= WORK TO COMPLETE =
- a) According to the investing-app comparison, how many ETFs does Acorns allow users to invest in?
- b) Does each statement agree with the investing-app comparison? For each, answer yes or no and quote the words of the text that decide it.
(i) Stash has no investment minimum.
(ii) Stash makes investment recommendations for its users.
(iii) A Robinhood Gold account costs $10 per month.
- c) Resume the investing-app comparison after its final sentence and keep writing it.

= SELECTED TEXT =
• • • •

It’s a close race between the two companies, and we’d say both are suitable for beginners. Acorns is very user-friendly; it actually invests for you, making the whole process hands-free. You can set off on a journey with as little as $5 and leave the rest of the work to the company.
However, if you’re further down the path of investing and want more flexibility, then Stash would be a slightly better option. It allows you to easily supplement your portfolio with your own investment choices.
Also, as many Acorns investing reviews highlight, the app limits investments to just six ETFs, whereas Stash lets you invest in more than 30 ETFs. There’s also no investment minimum on Stash – you can start right away. The downside to this is that Stash doesn’t make investment recommendations; you have to do the job yourself.
Both applications make it possible to build a meaningful portfolio from scratch, enabling you to invest very small amounts of money. They both also allow you to invest additional amounts so you can speed up your progress.
However, of the two, only Acorns allows you to save money on items you purchase from partner retailers with the “Earn” feature. So, choose your investment partner wisely.
Robinhood is one of the three leaders in the mobile-first investment area. Or at least it was, until recently.
The app has been widely derided after its decision to suspend trades on GameStop stocks during the recent stoush between hedge funds and Redditors. Despite that, it offers investment services for free, or for $5 per month if you opt for a Gold account.
As it doesn’t offer any financial advice, Robinhood is suitable for more experienced and active traders. Users can trade cryptocurrency or invest in a huge variety of stocks and ETFs.

• • • •

= EXCERPTED RECORDS =

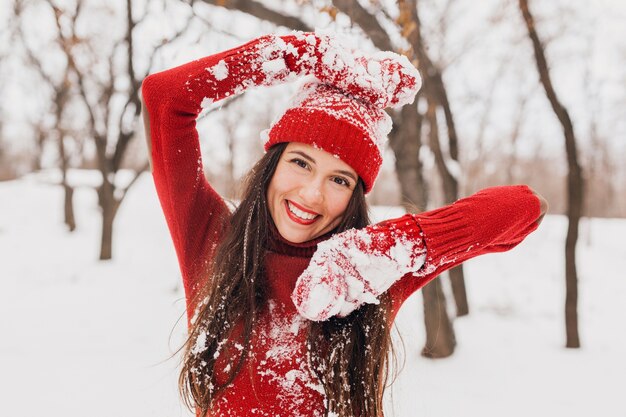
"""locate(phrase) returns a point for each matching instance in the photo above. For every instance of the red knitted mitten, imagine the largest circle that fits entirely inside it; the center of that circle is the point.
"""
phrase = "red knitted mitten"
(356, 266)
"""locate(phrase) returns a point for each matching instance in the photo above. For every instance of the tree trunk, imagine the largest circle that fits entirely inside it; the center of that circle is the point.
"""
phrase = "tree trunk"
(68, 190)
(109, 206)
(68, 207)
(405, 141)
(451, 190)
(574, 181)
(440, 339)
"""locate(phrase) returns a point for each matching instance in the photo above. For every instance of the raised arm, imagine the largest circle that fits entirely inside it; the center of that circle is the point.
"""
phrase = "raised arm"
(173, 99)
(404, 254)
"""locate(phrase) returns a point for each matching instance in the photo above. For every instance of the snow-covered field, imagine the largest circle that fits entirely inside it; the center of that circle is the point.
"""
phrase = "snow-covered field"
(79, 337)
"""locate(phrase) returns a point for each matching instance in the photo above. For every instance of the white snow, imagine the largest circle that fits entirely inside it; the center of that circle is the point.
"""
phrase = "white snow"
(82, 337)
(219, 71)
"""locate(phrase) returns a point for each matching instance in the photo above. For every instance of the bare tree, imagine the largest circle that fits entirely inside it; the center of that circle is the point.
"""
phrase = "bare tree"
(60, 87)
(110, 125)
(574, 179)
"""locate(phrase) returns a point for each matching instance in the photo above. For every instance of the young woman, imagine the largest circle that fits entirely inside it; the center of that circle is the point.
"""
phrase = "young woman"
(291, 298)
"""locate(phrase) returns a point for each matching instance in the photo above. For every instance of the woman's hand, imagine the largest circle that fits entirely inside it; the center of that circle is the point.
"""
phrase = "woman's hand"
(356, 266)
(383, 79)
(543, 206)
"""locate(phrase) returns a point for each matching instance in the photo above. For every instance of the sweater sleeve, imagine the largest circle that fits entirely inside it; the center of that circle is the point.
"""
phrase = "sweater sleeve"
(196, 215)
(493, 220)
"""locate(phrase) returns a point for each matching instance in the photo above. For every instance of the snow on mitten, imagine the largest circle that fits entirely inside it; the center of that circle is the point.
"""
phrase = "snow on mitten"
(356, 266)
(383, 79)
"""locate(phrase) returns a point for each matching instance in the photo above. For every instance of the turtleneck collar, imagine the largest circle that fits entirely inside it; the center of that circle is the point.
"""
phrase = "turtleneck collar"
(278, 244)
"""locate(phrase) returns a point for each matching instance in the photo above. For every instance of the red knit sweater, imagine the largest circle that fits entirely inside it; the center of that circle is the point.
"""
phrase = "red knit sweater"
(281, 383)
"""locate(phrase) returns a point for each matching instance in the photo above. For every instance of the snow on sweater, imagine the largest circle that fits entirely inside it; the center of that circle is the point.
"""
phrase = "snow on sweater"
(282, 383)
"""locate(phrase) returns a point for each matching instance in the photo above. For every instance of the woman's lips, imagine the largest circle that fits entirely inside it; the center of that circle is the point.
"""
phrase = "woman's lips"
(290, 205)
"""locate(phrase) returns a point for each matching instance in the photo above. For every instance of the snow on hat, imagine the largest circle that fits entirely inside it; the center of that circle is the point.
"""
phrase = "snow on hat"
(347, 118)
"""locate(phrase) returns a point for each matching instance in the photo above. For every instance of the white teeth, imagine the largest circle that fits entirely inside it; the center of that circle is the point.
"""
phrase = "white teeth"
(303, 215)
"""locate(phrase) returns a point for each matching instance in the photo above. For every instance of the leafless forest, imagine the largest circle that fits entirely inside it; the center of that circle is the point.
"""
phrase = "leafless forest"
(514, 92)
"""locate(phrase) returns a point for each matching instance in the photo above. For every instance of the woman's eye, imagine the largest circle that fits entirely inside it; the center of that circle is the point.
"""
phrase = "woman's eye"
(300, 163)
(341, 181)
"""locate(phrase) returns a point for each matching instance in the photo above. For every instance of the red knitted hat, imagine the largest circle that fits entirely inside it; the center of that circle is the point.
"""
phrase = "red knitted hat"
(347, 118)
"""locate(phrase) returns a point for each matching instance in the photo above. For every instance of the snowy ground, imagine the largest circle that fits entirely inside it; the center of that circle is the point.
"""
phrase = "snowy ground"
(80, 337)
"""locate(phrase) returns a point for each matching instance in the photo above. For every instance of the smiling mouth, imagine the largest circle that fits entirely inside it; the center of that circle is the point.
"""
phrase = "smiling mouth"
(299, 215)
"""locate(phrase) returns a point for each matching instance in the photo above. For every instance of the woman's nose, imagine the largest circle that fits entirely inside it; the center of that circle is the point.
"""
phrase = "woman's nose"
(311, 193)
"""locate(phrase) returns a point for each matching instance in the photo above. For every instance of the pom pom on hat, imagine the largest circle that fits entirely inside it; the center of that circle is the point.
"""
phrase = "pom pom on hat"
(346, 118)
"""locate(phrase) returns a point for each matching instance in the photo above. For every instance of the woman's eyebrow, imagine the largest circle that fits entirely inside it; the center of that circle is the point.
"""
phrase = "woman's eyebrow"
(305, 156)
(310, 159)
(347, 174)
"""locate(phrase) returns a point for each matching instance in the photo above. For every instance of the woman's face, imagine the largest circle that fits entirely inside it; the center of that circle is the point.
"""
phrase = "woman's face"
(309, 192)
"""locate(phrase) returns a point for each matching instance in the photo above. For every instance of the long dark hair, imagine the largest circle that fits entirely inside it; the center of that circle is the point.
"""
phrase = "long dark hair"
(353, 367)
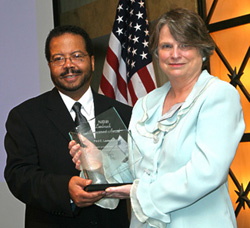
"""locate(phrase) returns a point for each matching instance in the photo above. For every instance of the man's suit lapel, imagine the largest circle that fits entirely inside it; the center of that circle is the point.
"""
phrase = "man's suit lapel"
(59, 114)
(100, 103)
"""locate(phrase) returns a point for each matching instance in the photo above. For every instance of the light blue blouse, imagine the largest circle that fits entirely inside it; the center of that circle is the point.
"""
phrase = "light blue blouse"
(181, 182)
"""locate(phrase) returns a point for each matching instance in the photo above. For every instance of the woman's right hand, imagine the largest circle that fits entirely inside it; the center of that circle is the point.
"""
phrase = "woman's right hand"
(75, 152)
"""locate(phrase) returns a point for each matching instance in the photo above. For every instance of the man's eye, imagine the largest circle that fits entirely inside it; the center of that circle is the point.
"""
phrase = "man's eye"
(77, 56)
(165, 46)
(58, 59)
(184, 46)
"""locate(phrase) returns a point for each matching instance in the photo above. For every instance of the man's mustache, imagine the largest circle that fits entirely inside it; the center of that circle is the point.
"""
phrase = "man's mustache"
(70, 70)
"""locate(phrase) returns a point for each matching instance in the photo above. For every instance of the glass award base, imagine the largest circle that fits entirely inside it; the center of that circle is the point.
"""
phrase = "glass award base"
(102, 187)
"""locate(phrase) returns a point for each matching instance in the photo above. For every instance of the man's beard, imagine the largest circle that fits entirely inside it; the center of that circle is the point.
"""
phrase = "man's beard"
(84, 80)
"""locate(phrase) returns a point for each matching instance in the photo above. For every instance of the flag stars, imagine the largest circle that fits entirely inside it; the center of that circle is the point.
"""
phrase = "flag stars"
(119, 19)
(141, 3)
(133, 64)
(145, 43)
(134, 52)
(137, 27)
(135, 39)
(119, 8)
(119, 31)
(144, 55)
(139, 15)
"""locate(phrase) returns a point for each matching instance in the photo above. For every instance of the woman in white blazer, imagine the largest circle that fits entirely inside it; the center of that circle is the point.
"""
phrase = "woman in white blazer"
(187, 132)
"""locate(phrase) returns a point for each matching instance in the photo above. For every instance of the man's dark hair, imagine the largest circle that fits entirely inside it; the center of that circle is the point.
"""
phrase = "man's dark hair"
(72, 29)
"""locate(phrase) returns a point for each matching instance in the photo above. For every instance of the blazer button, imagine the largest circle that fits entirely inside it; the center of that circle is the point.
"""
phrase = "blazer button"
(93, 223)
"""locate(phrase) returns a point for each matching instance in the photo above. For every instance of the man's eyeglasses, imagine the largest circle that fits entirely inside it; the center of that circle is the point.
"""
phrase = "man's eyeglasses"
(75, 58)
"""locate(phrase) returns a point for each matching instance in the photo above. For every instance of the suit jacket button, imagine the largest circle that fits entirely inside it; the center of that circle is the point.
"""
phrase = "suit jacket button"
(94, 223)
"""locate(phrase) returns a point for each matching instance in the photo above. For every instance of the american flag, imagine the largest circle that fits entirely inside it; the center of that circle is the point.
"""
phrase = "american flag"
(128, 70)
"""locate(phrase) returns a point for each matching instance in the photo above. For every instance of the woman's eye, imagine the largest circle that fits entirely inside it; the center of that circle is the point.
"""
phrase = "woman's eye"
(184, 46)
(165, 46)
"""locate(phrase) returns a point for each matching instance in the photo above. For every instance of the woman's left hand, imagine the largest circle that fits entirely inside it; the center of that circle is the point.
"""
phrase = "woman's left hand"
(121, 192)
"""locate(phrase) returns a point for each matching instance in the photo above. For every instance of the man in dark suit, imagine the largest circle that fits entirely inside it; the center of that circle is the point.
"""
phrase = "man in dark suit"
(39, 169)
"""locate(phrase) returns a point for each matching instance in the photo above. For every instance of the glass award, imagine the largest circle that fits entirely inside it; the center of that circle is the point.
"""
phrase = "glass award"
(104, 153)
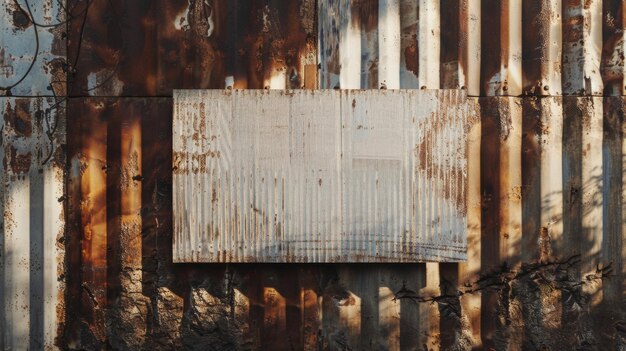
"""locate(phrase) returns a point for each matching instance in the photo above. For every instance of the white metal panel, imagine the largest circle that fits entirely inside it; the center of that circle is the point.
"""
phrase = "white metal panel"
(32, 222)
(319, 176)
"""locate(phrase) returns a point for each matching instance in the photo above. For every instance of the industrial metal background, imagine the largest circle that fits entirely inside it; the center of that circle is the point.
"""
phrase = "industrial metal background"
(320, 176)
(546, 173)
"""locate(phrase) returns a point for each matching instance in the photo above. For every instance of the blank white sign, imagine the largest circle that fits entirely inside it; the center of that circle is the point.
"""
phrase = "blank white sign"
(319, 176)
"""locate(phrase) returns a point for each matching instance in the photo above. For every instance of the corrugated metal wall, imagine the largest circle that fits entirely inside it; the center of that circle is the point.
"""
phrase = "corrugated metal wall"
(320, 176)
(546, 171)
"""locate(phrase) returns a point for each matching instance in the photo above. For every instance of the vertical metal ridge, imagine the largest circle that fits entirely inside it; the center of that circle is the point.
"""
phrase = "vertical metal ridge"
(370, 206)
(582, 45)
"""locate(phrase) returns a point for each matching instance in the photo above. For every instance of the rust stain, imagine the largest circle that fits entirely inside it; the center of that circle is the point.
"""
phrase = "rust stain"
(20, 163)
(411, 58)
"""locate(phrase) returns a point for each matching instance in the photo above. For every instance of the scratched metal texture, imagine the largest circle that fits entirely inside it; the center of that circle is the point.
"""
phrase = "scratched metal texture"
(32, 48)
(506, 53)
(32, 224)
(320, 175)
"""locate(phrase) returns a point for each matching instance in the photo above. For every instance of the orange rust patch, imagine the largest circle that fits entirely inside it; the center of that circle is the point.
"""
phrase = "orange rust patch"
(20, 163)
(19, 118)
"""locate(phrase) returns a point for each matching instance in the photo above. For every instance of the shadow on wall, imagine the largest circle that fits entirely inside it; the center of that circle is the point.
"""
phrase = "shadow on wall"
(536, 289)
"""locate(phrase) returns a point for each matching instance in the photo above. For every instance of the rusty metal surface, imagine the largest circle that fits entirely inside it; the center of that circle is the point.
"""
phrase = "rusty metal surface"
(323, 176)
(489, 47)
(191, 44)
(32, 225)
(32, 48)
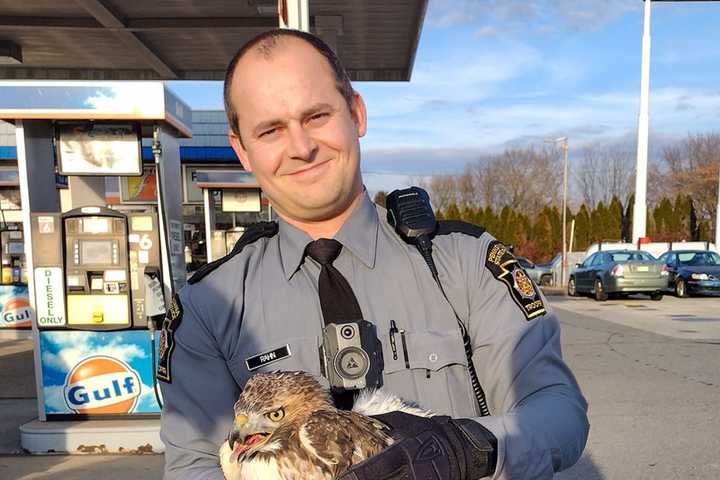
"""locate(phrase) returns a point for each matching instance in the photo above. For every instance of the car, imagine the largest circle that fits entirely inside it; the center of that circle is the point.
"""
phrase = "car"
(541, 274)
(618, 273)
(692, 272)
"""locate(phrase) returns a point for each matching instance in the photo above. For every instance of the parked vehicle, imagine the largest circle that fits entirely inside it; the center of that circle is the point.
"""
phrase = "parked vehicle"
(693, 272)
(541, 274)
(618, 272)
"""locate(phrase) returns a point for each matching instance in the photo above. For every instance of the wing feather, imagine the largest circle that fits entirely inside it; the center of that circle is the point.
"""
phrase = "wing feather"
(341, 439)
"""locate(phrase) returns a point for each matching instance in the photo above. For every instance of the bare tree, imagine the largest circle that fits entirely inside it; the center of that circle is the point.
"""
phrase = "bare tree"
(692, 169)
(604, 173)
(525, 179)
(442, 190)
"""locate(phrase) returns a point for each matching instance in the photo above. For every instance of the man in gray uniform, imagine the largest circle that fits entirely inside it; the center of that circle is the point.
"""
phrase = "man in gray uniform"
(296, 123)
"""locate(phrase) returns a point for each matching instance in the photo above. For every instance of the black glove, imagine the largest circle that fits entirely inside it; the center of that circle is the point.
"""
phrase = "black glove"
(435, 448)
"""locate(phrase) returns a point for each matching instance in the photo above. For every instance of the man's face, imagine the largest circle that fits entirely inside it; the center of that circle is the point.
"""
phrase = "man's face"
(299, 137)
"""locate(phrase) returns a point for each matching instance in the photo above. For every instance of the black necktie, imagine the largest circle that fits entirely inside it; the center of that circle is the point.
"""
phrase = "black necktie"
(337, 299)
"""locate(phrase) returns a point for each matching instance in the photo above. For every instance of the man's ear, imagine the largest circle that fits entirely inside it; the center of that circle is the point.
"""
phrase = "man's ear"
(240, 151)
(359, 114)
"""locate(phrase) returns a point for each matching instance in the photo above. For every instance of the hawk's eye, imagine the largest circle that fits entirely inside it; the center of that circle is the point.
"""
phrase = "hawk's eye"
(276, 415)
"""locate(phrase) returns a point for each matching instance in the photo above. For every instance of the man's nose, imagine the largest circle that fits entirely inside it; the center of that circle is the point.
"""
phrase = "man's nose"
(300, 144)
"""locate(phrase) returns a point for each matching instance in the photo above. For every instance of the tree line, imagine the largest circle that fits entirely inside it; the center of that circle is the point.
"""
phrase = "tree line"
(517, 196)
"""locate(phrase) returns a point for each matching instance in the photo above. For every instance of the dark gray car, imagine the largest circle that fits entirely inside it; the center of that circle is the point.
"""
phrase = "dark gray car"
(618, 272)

• • • •

= ANSWERS TO THE TASKS =
- a) Six ETFs.

- b)
(i) Yes: "There’s also no investment minimum on Stash"
(ii) No: "Stash doesn’t make investment recommendations; you have to do the job yourself."
(iii) No: "or for $5 per month if you opt for a Gold account"

- c)
If you enjoyed reading our review of Acorns, you’ve probably already made up your mind. The app’s novelty approach and hassle-free interface make it a great fit for amateur investors.
What makes Acorns stand out are all those extra little features that allow you to get cashback when buying from partner retailers and learn more about finance and investment.
Acorns prides itself on providing security that’s strong as an oak, and its automated approach makes it easier than ever to put your loose coins to work.
On the flipside, Acorns customer service doesn’t come with human investment advisors, which is a standard for most micro-investing apps.
The other negative most Acorns investing app reviews agree on is that the company falls short with its pricey subscription plans and steep transfer fees.
Nevertheless, Acorns is an app designed to make investing simple and accessible, right at your fingertips. So what are you waiting for? Start collecting acorns and your oak tree will surely thrive.
Yes, depending on your investment preferences. If you are an amateur investor who has difficulties putting your money aside, then Acorns is a great option. Geared towards young and inexperienced users, this robo-adviser will help you save your spare change with its round-up system.
As you can infer from our review of Acorns, it certainly won’t earn you tons of money right away by rounding up your change. However, it’s a good place to start. You won’t even notice funds missing from your account, as this system takes out only small sums. However, little by little, you can really grow your funds over the years. On top of that, you can earn from the app’s cashback features at select retailers.
We would definitely say yes. While its flat pricing fees might affect investors with small balances, those who are more ambitious would be surprised by how quickly the cents accumulate. You can also develop good habits while earning.
When it comes to paying taxes at Acorns, reviews and tests by our researchers reveal little to criticize. While the company does not provide tax or legal advice, it does remind users that paying taxes to Uncle Sam is a must. Speaking of Acorns tax forms, though, you might be surprised by the lack of a tax-loss harvesting feature, which would help you decrease the amount you owe in taxes.